Con este texto, Montaigne (1553-1592), puso punto final a su relación con la vida pública. Y para ello, para que esa retirada a lo íntimo fuera lo más efectiva y placentera posible, habilitó en una de las torres de su castillo una biblioteca -por cierto, lo más lejos posible del cuarto de su esposa…-. Así, arropado por los libros y bajo el peso de las sentencias de los autores clásicos que mandó grabar en las vigas del techo, se dedicó a algo que hasta el momento no tenía precedente: meditar acerca de diferentes temas y experiencias sin saber más que el punto de partida, es decir, sin tener claro ni el camino ni la meta, un “método” que será el que dé título a su gran obra y que inaugura el género del ensayo. Y es que lo que Montaigne hacía con su pluma y su papel no era otra cosa que ensayar, es decir, ir probando rutas dejando que el texto fuera creciendo al calor de la escritura. Una manera de trabajar realmente curiosa y moderna, ya que lo que Montaigne hizo, y luego veremos en autores contemporáneos el mismo impulso, fue captar el movimiento de su conciencia, es decir, anotar en el papel el cauce de su fluir. Pero más allá de este método, de este ensayar, Montaigne destaca por haber creado una obra llena de vida y goce. Una obra en la que podemos encontrar, y eso es lo que nos propone Sarah Bakwell con esta biografía, una serie de respuestas a una pregunta decisiva: ¿cómo vivir? De esta manera, siguiendo el pulso de los autores clásicos, Montaigne pretende ofrecer a sus lectores una sabiduría, es decir, una arte sobre la vida y para la vida. Una sabiduría que se apoya en una síntesis brillante entre escepticismo, estoicismo, epicureísmo y cristianismo, de la que podemos extraer las siguientes máximas: no comprometerse con nada, asumir serenamente lo que ocurre, gozar y hacer gozar y confiar en que, en el fondo, la bondad es la que guía el mundo.

**Información suministrada:**
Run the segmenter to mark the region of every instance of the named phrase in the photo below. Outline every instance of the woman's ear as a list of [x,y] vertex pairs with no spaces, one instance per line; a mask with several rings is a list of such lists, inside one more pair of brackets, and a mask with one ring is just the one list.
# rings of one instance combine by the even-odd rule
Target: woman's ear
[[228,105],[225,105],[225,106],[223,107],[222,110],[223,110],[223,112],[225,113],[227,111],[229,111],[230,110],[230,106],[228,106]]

**Datos del problema:**
Transcribe completo y sin ninguna modificación el fragmento sobre Montaigne.

**Resultado del ejercicio:**
Con este texto, Montaigne (1553-1592), puso punto final a su relación con la vida pública. Y para ello, para que esa retirada a lo íntimo fuera lo más efectiva y placentera posible, habilitó en una de las torres de su castillo una biblioteca -por cierto, lo más lejos posible del cuarto de su esposa…-. Así, arropado por los libros y bajo el peso de las sentencias de los autores clásicos que mandó grabar en las vigas del techo, se dedicó a algo que hasta el momento no tenía precedente: meditar acerca de diferentes temas y experiencias sin saber más que el punto de partida, es decir, sin tener claro ni el camino ni la meta, un “método” que será el que dé título a su gran obra y que inaugura el género del ensayo. Y es que lo que Montaigne hacía con su pluma y su papel no era otra cosa que ensayar, es decir, ir probando rutas dejando que el texto fuera creciendo al calor de la escritura. Una manera de trabajar realmente curiosa y moderna, ya que lo que Montaigne hizo, y luego veremos en autores contemporáneos el mismo impulso, fue captar el movimiento de su conciencia, es decir, anotar en el papel el cauce de su fluir. Pero más allá de este método, de este ensayar, Montaigne destaca por haber creado una obra llena de vida y goce. Una obra en la que podemos encontrar, y eso es lo que nos propone Sarah Bakwell con esta biografía, una serie de respuestas a una pregunta decisiva: ¿cómo vivir? De esta manera, siguiendo el pulso de los autores clásicos, Montaigne pretende ofrecer a sus lectores una sabiduría, es decir, una arte sobre la vida y para la vida. Una sabiduría que se apoya en una síntesis brillante entre escepticismo, estoicismo, epicureísmo y cristianismo, de la que podemos extraer las siguientes máximas: no comprometerse con nada, asumir serenamente lo que ocurre, gozar y hacer gozar y confiar en que, en el fondo, la bondad es la que guía el mundo.